» **Source text**
I try to call my wife but get her voice mail. So I call my eldest son and tell him what happened. I see blood on my right hand. A glance in the mirror reveals cuts above my left eyebrow. Blood covers my left cheek, but the cuts are very small.

I call a colleague and ask him to call our district superindendent. He doesn't have the number with him (he's traveling, too) so he calls my church's secretary, who quickly calls me. I assure her I am fine.

"Here they come," says the woman. I hear a police siren. The interstate is 30 feet behind my car and about 10 feet higher. A highway patrol car screams by, blue light flashing, siren yelling. It disappears over the far hill.

The woman says, "Chasing a speeder, I guess."

Soon a deputy's car appears, parks, and the deputy walks to my car. The woman says she is leaving now. "I am very grateful," I call to her. Later, I berate myself for never asking for her name. I tell the deputy that, except for the cuts on my face, I am uninjured. He asks for and takes my license and makes a report to his dispatch office. A few minutes later the rescue squad appears. One man come to my window and confirms that I am of sound mind ("What is today's date? What is your full name? Do you know where you are?") and so he believes me when I say I have no injuries.

"Do you want us to take you to a hospital?" he asks. I tell him I want the glass cleaned from the cuts in my face and that my left eye feels like glass dust may have gotten in it. So they put the collar around my neck, ignoring my protestations. I crawl headfirst out the front-passenger door. They say they'll get the stretcher-board to take me to the ambulance. I insist on walking.

I should have let them carry me, that way my dress shoes wouldn't have been ruined!

I say I'll sit up in the ambulance for the ride. "Okay," the medic says, "but you'll have to sign all kinds of release forms."

So I lie on the board. They strap me down. "What hospital?"

Dickson's is nearest, but my wife doesn't know how to get there and I don't want her to learn in the driving rain. "Vanderbilt," I say, in Nashville.

After 40 minutes riding on the board, I almost wish I'd said Dickson, rain or not.

Two X-rays, one eye exam and a face swabbing later, I'm checking out. Not even a headache, not a Band-Aid.

While walking from the car to the ambulance I had seen that the car had plunged off the interstate's outer edge, fortunately facing forward, and down the sodded embankment. The Malibu bounced over a small, concreted drainage ditch and then front-first into a stand of pine saplings, plowing over successively larger trees until it hit one that stopped it. The loud bangs I heard were the air bags deploying.

» **Questions to answer**
**A)** In one to three sentences, explain why, in the crash account, the narrator picks Vanderbilt instead of Dickson's, the nearest hospital.
**B)** Carry the crash account forward from its last sentence, the one about the air bags deploying.
The listing is separate material with no connection to the crash account.

» **Data shown**

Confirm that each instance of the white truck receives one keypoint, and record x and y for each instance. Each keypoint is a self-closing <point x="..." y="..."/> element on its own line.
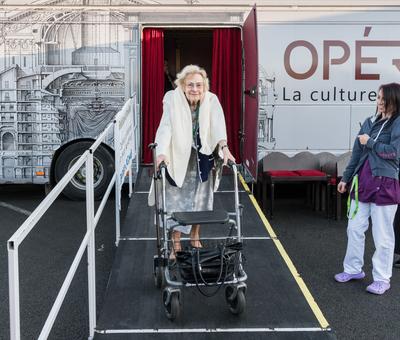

» **Outputs by task**
**A)** The narrator's wife doesn't know how to get to Dickson's, and the narrator doesn't want her to have to learn the way in the driving rain.

**B)**
For five seconds - surely the whole event lasted no longer - I expected that I would not celebrate Christmas this year or ever again. But in truth, I've had roller-coaster rides that were rougher.

When the car left the road, it missed by two feet hitting the end of a guard rail head on, which would have been disastrous.

Another two or three feet to the left and it would have bounced off the rail back onto the road. Maybe it would have gone across to the median, which was broad and level, but more likely the car would have stopped in the middle of the lane, almost invisible in the pouring rain to oncoming traffic. That would likewise have been disastrous.

Samuel Johnson, one of the leading literary figures of 18th-century England, wrote, "When a man knows he is to be hanged in a fortnight, it concentrates his mind wonderfully."

So does spinning out at high speed in the rain on the interstate. It gives your mind a certain focus.

Today, someone asked me what I want for Christmas. "I've already got it," I answered.

"The Lord kills and brings to life; he brings down to Sheol and raises up." - The Song of Hannah, 1 Samuel 2.

Clarity.

It is not really that for five seconds I was dead, and now am alive again. That is God's gift truly, but my life has always been God's gift, even before I acknowledged it.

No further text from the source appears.